EXCERPTED PASSAGE:

....

FILED
NOT FOR PUBLICATION
FEB 14 2017
UNITED STATES COURT OF APPEALS MOLLY C. DWYER, CLERK
U.S. COURT OF APPEALS
FOR THE NINTH CIRCUIT
ALI NAIF ALKHAMRI; et al., No. 14-70973
Petitioners, Agency Nos. A200-692-970
A200-692-969
v. A200-692-971
JEFF B. SESSIONS, Attorney General,
MEMORANDUM*
Respondent.
On Petition for Review of an Order of the
Board of Immigration Appeals
Submitted February 9, 2017**
Pasadena, California
Before: GRABER, BYBEE, and CHRISTEN, Circuit Judges.
Ali Alkhamri and his adult sons Waleed and Badr, natives of Kuwait and
Saudi Arabia and citizens of Saudi Arabia, petition for review of an order from the
Board of Immigration Appeals (BIA) dismissing their appeal of an order denying
their untimely motion to reopen removal proceedings. We have jurisdiction under
*
This disposition is not appropriate for publication and is not precedent
except as provided by Ninth Circuit Rule 36-3.

....

PROVIDED DATA:
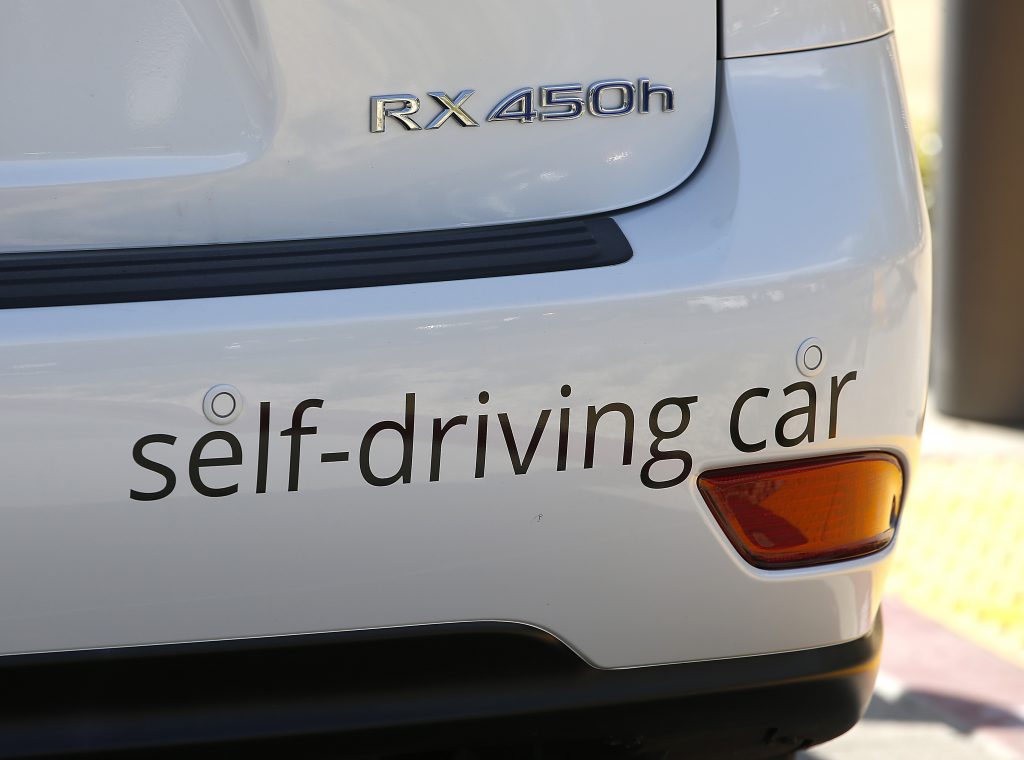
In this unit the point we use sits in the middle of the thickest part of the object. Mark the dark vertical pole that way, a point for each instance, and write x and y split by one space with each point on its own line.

....

REQUESTS:
A: Translate this sentence from the Ninth Circuit memorandum into French: "This disposition is not appropriate for publication and is not precedent except as provided by Ninth Circuit Rule 36-3."
B: Answer these questions from the Ninth Circuit memorandum:
(i) On what date was the case submitted?
(ii) Which circuit judges sat on the panel?
(iii) Of which country are the petitioners citizens?
C: Print the portion of the Ninth Circuit memorandum that begins with the words containing "On Petition for" and ends with "Circuit Rule 36-3.". Reproduce it exactly.

PER-TASK OUTPUTS:
A: Cette décision ne se prête pas à la publication et ne constitue pas un précédent, sauf dans les cas prévus par la règle 36-3 du neuvième circuit.

B:
(i) February 9, 2017
(ii) Graber, Bybee, and Christen
(iii) Saudi Arabia

C:
On Petition for Review of an Order of the
Board of Immigration Appeals
Submitted February 9, 2017**
Pasadena, California
Before: GRABER, BYBEE, and CHRISTEN, Circuit Judges.
Ali Alkhamri and his adult sons Waleed and Badr, natives of Kuwait and
Saudi Arabia and citizens of Saudi Arabia, petition for review of an order from the
Board of Immigration Appeals (BIA) dismissing their appeal of an order denying
their untimely motion to reopen removal proceedings. We have jurisdiction under
*
This disposition is not appropriate for publication and is not precedent
except as provided by Ninth Circuit Rule 36-3.